PROBLEM REQUIREMENTS –
Locate each line of the listing below that contains the word "road", and copy every such line in full.

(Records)
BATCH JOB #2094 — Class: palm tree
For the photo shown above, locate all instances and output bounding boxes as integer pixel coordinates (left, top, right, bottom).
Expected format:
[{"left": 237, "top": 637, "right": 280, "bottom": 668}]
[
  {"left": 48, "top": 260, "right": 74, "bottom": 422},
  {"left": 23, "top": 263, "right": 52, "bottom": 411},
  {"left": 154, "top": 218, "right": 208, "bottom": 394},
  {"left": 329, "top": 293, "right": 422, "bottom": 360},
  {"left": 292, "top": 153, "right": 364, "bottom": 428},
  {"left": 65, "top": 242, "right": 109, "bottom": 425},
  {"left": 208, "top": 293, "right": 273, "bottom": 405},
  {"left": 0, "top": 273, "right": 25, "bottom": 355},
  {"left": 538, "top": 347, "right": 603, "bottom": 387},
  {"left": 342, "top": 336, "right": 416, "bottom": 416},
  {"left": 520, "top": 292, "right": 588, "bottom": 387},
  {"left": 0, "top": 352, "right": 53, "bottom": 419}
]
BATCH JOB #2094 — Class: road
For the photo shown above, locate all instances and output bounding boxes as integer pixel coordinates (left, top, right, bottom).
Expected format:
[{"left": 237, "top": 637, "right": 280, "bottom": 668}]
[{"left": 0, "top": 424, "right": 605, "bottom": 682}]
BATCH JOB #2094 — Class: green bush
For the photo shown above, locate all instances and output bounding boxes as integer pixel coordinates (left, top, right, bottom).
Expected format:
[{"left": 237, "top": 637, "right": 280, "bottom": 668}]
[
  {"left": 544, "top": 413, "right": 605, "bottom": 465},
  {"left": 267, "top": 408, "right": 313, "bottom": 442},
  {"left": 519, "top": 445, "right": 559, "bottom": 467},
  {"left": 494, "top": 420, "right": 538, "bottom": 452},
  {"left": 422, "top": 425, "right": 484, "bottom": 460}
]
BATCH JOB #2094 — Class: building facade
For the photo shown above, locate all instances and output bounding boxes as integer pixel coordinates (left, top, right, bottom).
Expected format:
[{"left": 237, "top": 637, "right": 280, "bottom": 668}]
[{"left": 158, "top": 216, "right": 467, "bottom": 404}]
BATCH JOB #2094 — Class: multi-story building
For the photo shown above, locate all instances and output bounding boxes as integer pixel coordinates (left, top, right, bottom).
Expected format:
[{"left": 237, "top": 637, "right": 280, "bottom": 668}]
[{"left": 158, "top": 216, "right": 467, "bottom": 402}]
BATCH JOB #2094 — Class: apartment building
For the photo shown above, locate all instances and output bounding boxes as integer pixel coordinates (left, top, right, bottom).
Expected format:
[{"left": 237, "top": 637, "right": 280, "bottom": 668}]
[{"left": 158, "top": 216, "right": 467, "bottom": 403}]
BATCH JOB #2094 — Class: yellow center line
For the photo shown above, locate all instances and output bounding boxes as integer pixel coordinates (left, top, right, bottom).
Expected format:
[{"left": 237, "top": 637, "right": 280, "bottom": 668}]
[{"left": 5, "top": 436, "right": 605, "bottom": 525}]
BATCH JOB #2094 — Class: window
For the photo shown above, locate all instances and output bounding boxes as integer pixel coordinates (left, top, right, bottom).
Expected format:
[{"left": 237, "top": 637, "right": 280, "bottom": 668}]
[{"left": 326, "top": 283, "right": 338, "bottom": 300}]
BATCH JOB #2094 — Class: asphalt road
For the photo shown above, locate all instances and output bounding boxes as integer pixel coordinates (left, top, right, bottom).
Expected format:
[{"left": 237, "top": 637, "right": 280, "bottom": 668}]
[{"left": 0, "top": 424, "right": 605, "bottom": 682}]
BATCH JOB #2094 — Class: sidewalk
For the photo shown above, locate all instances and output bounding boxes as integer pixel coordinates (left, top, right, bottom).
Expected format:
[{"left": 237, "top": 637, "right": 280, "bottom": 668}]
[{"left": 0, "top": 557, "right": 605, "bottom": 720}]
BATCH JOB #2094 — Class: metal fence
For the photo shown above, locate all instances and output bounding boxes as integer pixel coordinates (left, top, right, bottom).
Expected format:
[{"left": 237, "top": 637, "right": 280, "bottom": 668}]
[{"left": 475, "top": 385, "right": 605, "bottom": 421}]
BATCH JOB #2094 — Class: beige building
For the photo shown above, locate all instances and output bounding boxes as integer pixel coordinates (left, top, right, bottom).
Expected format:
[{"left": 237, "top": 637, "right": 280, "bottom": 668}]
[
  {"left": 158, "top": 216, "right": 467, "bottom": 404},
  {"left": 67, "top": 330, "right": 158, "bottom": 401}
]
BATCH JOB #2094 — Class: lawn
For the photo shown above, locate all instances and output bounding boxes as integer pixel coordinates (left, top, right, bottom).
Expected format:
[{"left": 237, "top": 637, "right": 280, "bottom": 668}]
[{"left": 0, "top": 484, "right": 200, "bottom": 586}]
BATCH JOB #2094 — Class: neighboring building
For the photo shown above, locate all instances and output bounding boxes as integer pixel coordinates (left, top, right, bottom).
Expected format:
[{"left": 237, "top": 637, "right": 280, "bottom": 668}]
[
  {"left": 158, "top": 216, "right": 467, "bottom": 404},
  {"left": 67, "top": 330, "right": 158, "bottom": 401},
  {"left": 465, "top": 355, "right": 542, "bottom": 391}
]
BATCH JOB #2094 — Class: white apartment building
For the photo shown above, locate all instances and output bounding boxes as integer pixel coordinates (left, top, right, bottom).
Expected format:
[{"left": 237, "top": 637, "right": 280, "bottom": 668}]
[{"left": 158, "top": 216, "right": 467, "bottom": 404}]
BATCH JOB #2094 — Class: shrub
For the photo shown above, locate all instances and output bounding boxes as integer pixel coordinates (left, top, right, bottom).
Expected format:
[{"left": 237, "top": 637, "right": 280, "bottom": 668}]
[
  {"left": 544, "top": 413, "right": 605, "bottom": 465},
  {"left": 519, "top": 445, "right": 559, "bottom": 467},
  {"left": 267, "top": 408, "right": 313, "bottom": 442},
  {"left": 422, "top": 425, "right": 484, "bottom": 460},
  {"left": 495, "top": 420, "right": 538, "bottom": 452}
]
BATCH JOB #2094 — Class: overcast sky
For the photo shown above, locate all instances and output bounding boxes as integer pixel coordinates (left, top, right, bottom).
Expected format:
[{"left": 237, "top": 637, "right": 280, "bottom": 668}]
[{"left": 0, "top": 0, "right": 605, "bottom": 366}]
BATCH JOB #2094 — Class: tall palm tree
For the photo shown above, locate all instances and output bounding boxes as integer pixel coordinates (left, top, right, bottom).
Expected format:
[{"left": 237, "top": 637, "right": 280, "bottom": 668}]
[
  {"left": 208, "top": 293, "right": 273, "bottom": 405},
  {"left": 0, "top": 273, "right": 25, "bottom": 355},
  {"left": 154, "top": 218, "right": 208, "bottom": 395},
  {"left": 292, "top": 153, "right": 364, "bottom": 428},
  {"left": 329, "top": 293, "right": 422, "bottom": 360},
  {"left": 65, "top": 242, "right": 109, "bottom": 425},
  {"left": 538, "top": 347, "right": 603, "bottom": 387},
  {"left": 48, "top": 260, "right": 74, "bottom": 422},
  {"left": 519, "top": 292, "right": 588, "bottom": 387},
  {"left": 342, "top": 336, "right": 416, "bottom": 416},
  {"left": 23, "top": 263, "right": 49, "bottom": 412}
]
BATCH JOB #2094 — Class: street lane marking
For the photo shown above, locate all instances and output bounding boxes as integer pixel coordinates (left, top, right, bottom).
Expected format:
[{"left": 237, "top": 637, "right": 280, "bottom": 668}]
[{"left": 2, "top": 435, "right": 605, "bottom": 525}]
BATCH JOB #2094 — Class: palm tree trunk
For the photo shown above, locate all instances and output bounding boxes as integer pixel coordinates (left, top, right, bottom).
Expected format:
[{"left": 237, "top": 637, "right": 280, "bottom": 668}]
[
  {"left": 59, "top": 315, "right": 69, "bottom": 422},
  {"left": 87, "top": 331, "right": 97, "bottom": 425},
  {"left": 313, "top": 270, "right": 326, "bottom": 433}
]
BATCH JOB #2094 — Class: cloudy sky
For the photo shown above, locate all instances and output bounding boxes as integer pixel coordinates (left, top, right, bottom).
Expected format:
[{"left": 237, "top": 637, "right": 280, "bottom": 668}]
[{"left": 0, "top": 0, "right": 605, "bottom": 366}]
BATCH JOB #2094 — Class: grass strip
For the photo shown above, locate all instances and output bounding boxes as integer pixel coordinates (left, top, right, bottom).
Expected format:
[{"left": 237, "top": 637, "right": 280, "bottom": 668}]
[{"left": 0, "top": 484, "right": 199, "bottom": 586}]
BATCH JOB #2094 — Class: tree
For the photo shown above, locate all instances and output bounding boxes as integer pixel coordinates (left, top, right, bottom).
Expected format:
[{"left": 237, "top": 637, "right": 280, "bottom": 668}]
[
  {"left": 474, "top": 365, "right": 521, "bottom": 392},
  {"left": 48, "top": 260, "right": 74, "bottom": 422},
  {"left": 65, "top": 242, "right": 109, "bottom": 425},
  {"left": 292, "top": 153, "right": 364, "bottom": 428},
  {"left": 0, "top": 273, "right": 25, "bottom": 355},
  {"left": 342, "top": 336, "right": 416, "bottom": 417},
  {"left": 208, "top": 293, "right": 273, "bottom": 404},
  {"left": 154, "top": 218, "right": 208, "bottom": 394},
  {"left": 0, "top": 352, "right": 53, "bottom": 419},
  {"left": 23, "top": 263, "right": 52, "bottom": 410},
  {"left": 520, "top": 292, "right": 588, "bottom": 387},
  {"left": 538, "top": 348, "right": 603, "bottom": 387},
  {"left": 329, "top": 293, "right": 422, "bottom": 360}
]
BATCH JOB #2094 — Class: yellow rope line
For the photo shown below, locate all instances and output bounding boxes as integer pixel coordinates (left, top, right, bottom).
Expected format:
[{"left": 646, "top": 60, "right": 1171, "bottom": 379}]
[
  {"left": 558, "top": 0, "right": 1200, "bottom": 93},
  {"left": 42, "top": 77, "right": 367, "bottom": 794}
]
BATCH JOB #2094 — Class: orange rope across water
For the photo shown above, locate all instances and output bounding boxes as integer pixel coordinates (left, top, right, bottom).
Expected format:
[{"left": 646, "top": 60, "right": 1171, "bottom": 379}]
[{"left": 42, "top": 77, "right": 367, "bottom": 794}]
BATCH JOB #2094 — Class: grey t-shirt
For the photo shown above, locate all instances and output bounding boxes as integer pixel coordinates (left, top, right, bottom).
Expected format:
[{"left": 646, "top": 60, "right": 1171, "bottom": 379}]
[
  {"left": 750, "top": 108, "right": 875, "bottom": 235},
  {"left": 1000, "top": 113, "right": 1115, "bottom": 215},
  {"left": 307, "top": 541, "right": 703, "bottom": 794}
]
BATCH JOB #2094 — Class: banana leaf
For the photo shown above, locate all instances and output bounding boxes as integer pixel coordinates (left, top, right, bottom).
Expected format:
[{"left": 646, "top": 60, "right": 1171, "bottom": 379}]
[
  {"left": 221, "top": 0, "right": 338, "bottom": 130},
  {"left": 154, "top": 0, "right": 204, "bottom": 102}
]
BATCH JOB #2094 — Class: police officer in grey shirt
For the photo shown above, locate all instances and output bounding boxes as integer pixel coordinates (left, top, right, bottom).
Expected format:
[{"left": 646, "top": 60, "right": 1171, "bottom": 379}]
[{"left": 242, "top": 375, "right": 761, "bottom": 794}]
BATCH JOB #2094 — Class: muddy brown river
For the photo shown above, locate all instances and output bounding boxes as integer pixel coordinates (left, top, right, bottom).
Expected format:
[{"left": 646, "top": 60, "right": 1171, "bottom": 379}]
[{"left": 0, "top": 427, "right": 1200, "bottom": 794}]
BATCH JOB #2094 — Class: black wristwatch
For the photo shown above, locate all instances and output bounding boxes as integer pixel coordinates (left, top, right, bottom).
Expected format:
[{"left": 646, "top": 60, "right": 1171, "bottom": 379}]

SOLUTION BELOW –
BATCH JOB #2094 — Class: road
BATCH JOB #2094 — Class: asphalt road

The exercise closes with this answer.